===== Excerpted data =====

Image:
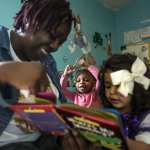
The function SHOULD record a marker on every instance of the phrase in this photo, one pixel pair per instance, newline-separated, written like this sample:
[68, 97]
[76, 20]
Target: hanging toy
[79, 39]
[109, 44]
[97, 39]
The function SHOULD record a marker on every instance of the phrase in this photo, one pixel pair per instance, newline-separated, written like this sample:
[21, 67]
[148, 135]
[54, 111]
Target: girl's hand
[69, 69]
[24, 125]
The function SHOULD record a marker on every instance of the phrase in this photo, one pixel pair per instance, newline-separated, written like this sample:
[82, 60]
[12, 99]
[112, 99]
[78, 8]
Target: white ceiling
[114, 5]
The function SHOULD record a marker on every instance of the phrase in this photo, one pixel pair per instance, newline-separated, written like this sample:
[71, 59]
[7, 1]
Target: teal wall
[130, 17]
[8, 9]
[94, 18]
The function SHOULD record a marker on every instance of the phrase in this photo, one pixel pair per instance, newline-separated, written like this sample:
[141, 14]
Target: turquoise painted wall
[130, 17]
[94, 18]
[8, 9]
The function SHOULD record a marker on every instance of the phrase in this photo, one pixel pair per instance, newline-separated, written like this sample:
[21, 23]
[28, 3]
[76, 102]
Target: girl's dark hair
[45, 15]
[141, 97]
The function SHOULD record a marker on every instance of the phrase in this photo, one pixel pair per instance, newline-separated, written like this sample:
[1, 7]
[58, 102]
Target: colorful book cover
[98, 126]
[43, 117]
[103, 127]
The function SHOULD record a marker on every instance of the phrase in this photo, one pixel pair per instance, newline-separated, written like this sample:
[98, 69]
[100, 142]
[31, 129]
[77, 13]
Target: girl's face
[117, 100]
[85, 83]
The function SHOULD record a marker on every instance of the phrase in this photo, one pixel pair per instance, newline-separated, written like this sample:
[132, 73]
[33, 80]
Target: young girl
[87, 86]
[125, 87]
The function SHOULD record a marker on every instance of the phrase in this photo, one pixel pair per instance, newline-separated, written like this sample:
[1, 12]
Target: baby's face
[85, 83]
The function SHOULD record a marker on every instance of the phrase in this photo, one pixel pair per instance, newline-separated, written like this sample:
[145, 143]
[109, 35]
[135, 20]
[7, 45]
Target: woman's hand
[69, 69]
[24, 75]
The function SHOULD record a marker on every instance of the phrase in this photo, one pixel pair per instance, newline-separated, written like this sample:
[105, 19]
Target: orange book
[99, 126]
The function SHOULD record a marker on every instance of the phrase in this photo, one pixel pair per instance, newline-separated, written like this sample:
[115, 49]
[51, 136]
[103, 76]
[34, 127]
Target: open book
[100, 126]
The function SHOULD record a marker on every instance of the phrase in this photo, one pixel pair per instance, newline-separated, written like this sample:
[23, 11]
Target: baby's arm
[64, 82]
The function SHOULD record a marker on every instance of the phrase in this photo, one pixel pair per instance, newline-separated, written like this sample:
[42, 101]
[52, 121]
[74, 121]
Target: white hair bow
[126, 79]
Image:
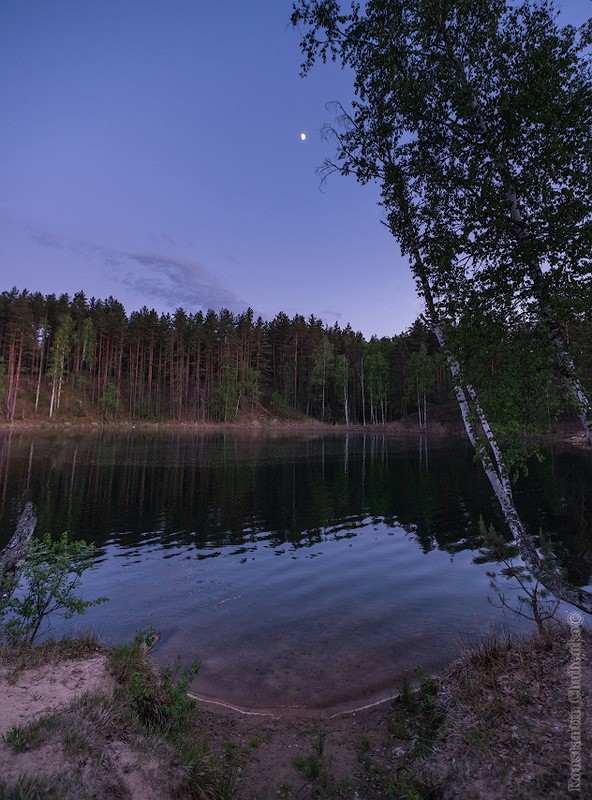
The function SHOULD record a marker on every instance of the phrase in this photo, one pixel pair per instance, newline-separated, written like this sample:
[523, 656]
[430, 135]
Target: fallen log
[12, 557]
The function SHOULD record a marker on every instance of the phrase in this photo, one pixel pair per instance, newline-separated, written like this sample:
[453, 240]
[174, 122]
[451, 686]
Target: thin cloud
[158, 278]
[178, 282]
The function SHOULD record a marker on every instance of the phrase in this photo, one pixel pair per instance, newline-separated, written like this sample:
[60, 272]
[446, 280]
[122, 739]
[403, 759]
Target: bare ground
[508, 720]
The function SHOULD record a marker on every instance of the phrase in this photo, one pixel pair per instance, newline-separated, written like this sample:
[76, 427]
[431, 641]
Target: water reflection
[303, 569]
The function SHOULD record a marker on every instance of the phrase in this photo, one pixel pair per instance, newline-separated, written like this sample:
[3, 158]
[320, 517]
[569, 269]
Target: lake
[304, 570]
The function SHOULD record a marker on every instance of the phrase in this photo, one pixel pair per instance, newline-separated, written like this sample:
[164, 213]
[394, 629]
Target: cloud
[157, 278]
[178, 282]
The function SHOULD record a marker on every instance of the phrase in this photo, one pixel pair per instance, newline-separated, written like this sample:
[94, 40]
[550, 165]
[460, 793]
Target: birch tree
[490, 107]
[398, 55]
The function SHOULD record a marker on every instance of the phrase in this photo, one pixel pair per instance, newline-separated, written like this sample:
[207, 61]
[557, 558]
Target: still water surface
[307, 570]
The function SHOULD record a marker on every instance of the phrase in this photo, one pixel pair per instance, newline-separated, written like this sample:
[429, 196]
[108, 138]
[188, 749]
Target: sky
[151, 150]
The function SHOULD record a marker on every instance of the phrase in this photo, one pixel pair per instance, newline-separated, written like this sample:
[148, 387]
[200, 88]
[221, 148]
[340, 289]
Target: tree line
[475, 121]
[62, 355]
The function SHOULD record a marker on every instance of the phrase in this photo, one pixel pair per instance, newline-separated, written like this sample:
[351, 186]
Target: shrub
[50, 575]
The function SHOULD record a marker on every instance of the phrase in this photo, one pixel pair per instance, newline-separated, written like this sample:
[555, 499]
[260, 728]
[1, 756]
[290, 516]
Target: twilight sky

=====

» What is expected
Output the material word for word, omitting its pictures.

» Correct output
Image:
The function SHOULD record a marker on every instance of the phrase in this photo, one pixel pair per instance, newline-separated, written like this sample:
[68, 97]
[76, 20]
Target: hanging toy
[79, 39]
[109, 44]
[97, 39]
The function SHOULD record a marker on every instance of the phrase in this photo, one pixel pair per instance, newline-separated, written like this sample:
[21, 67]
[148, 135]
[54, 111]
Target: girl's hand
[69, 69]
[24, 125]
The function SHOULD record a marker on every instance of the phrase in this photo, one pixel pair per instance, newline-separated, written like this sample:
[82, 60]
[12, 99]
[112, 99]
[78, 8]
Target: white ceiling
[114, 5]
The function SHOULD record a marker on every instance of the phrase in this photo, one pixel pair per instance, newline-separated, written like this sample:
[71, 59]
[7, 1]
Target: teal wall
[130, 17]
[8, 9]
[94, 18]
The function SHOULD record a marker on every instance of the phrase in this photo, one pixel pair per instance, newline-separated, written like this sample:
[141, 14]
Target: turquoise painted wall
[130, 17]
[94, 18]
[8, 9]
The function SHOULD record a marker on every instance of the phrase in this photo, one pixel pair per instance, newline-separated, written like this sample:
[21, 23]
[28, 3]
[76, 102]
Target: girl's dark hair
[45, 15]
[141, 97]
The function SHOULD record a marker on every instance of the phrase in this photo, one pixel pair per instance, newline-separated, written like this sample:
[1, 7]
[58, 102]
Target: colorful book cover
[98, 126]
[43, 117]
[103, 127]
The function SHOULD record a marker on every instance of the phrase in this photo, one pixel pair per instance, newline-separated, written like this sample:
[98, 69]
[100, 142]
[31, 129]
[77, 13]
Target: girl's face
[117, 100]
[85, 83]
The function SHOULD record a marker on every instance of the phrase in this photo, one pixel pair per instance, newline-separated, written like this sample:
[132, 73]
[33, 80]
Target: young girl
[87, 86]
[125, 87]
The function SHOULD record a marker on every instance of the phrase in this photo, one pixel pair per instance, newline-separated, written like this sample:
[1, 12]
Target: baby's face
[85, 83]
The function SHOULD record a marker on every instance of the phrase in this photo, one pixel pair per instance, newline-separated, written like this sample:
[145, 143]
[109, 35]
[135, 20]
[7, 45]
Target: woman's hand
[69, 69]
[24, 75]
The function SHOULD record a marker on every instance of the phrase in this photo, one pixel pair per instance, newline-separated, written like this sample:
[105, 19]
Target: orange book
[99, 126]
The function SHOULD record a marker on every instance of the phrase in this photo, one pixel pair per instance, newline-separated, written like this sample:
[115, 49]
[51, 136]
[103, 76]
[34, 127]
Target: open book
[100, 126]
The function SHOULD record a marker on every instance of the phrase in this photo, one pixel pair per instance, newline-separated, written like this sample:
[23, 11]
Target: baby's arm
[64, 82]
The function SHOULD record a marker on every instance of the phrase in this photo, one pixel pair per instance, newline-separated, written like this sample:
[42, 101]
[52, 121]
[74, 121]
Target: white hair bow
[126, 79]
Image:
The function SHOULD record a marker on every instance of the phrase in this photo, one pixel pair per instance, newline-separated, written like this sample:
[523, 656]
[430, 135]
Target: fallen log
[12, 557]
The function SHOULD record a marker on every instance of the phrase in this photo, one pixel pair per instance, newline-separated, written like this sample:
[453, 240]
[174, 122]
[451, 686]
Target: thin cloud
[158, 278]
[178, 282]
The function SHOULD record a marker on every instance of the phrase in this photo, one pixel pair per instance, newline-separated, written like this sample:
[60, 272]
[446, 280]
[122, 739]
[403, 759]
Target: bare ground
[508, 720]
The function SHOULD record a marker on every instance of the phrase in this photo, one pixel pair per instance, newline-separated, written like this sample:
[76, 427]
[431, 641]
Target: water reflection
[303, 569]
The function SHOULD record a marker on every instance of the phrase in this photo, one pixel pair per instance, newline-separated, written like this sample:
[3, 158]
[320, 517]
[569, 269]
Target: lake
[304, 570]
The function SHOULD record a marker on every instance of the phrase in this photo, one pixel pair per instance, newline-separated, written like this sample:
[164, 213]
[394, 629]
Target: cloud
[157, 278]
[178, 282]
The function SHOULD record a marker on every instance of the phrase in this photo, one pixel pair per instance, newline-separated, written like this sample:
[94, 40]
[550, 165]
[460, 793]
Target: birch tree
[490, 107]
[398, 55]
The function SHOULD record a marker on every instance of the phrase in this photo, one pixel pair per instance, newline-separated, written like this sample:
[207, 61]
[557, 558]
Target: still water surface
[307, 570]
The function SHOULD record a marker on every instance of the phrase in this photo, one pixel pair per instance, newline-separated, written like this sample:
[429, 196]
[108, 138]
[188, 749]
Target: sky
[151, 150]
The function SHOULD record a marker on every instance of the phrase in this photo, one pixel pair per instance, newline-separated, written like this sample:
[148, 387]
[200, 88]
[221, 148]
[340, 289]
Target: tree line
[475, 121]
[62, 355]
The function SHOULD record a marker on every instance of the phrase in this photo, one pixel pair per instance, newline-separated, written like this sample:
[351, 186]
Target: shrub
[50, 575]
The function SHOULD record a marker on every instance of the phrase in this photo, one pixel pair per instance, newline-separated, written like this sample:
[555, 499]
[260, 728]
[1, 756]
[290, 516]
Target: twilight sky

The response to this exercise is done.